[START OF Source]
The Clash of Civilizations: A Novelist's Perspective


Ms. Yarbro, a novelist, is the author of the new non-fiction book, Confrontation at Lepanto : Christendom vs. Islam. The book was published under the name of T.C.F. Hopkins.

The naval Battle of Lepanto took place on 7 October1571 when a galley fleet of the Holy League, a sometimes-flimsy coalition of the Papacy (under Pope Pius V), Spain, Venice, Genoa, Savoy, the Knights of Malta and others, defeated a force of Ottoman galleys. The 5-hour battle was fought at the northern edge of the Gulf of Patras, off western Greece, where the Ottoman forces sailing westwards from their naval station in Lepanto met the Holy League forces, which had come from Messina, in the morning of Sunday 7 October[1]. It was the final major naval battle in world history solely between rowing vessels.--Wikipedia

The challenge when writing historical fiction is to show the reader not what the people of the time in question did – that is known and readily accessible – but what they thought they were doing. Non-fiction may have a similar goal in mind, but it conveys its understanding of historical events by telling the reader about them. It may seem like a small difference, but it is not. As a novelist who has written a great deal of historical fiction, I am often caught up in trying to find ways to make a period’s view of itself comprehensible to the reader without resorting to the dreaded and boring expository lump. It is also an element I tend to search out early when I start putting a book together, for the matter of an era’s self-perception and context means the difference between solid historical fiction and costume drama.
[END OF Source]
■ **Short task 1**
Rewrite the Lepanto piece from "The Clash of" up to and including "of T.C.F. Hopkins.", putting "released" in place of "published".
■ **Short task 2**
Carry the Lepanto piece forward from the point where it stops.
[START OF Extracted records]
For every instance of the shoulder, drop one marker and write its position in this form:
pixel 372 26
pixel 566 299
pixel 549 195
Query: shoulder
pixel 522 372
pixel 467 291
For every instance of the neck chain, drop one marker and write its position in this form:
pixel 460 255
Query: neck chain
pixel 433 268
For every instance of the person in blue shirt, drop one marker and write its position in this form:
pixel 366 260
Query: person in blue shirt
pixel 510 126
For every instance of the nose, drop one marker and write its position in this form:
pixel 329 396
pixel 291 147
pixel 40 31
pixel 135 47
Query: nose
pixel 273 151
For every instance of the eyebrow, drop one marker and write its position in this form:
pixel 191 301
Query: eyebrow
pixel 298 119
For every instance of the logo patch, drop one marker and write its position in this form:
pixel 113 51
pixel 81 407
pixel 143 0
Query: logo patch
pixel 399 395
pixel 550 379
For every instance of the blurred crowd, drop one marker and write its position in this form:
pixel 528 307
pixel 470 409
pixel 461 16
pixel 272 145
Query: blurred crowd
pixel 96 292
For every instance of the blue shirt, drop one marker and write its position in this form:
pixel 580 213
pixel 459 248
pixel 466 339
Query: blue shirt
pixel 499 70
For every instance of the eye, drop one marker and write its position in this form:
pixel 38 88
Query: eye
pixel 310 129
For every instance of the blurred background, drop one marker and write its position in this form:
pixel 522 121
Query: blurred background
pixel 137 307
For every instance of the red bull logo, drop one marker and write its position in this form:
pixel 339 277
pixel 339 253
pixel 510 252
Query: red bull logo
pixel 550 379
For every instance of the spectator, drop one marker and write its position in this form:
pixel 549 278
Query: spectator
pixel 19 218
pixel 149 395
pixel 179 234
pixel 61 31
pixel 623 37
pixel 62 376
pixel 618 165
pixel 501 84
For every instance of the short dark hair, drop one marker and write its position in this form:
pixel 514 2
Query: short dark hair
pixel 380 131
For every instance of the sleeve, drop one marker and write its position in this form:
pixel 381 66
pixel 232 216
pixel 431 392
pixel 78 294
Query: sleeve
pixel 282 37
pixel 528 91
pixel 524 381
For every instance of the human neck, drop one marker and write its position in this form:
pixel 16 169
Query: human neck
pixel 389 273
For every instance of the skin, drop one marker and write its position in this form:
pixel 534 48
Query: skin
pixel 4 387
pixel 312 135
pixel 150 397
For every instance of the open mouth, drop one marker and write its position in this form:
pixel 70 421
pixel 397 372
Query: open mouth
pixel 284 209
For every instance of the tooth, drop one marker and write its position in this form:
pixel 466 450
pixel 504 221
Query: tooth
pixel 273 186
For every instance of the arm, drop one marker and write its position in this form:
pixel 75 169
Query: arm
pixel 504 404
[END OF Extracted records]
■ **Written reply 1**
The Clash of Civilizations: A Novelist's Perspective


Ms. Yarbro, a novelist, is the author of the new non-fiction book, Confrontation at Lepanto : Christendom vs. Islam. The book was released under the name of T.C.F. Hopkins.

■ **Written reply 2**
So what does this have to do with my popular history book, Confrontation at Lepanto by one of my alter-egos, T. C. F. Hopkins? It came about as a kind of detour. I had written a portion-and-outline of a novel about the events leading up to Lepanto from the point of view of a number of different characters, and showing how the social climate in Europe and the Middle East were affected by the battle. My agent submitted it, and it went nowhere, not because it wasn’t exciting, but because almost none of the editors who saw the portion-and-outline knew anything about the battle and therefore assumed it was unimportant. The editor who did actually know about it suggested that I might do a nonfiction book for the general (as compared to academic) reader, focusing on how the battle came about and what happened after it, much the way the novel was structured. Since I had done a good portion of the research, this change in direction was not as overwhelming as it might have been had I been starting from scratch; the editor and I had a number of discussions about it and decided on an approach that we both felt would have an appeal to a recreational reader.

He and I are both history buffs; he often laments the lack of readable popular history. I thought about it, did a proposal for a book on Lepanto and sent it to him, with a copy to my agent. The editor took the book to Tor, where I have been publishing for two decades, and asked Tom Doherty, who is also a history buff, if he might be interested. The book was contracted, and a second similar project was agreed upon, and I started to write.

Probably the hardest thing for a novelist writing non-fiction is the lack of dialogue. There are many written records of the second half of the 1500s, which are very useful in discovering what happened and how the people involved felt about it, but what secondary considerations were regarded as important. Ordinarily, such records would be used to inform dialogue and to develop characters, but in non-fiction, such records may be quoted but not presented as spoken, unless the source material is taken from actual speech. This means that delineating personalities and their purpose is of necessity externalized, which is very unlike what fiction does.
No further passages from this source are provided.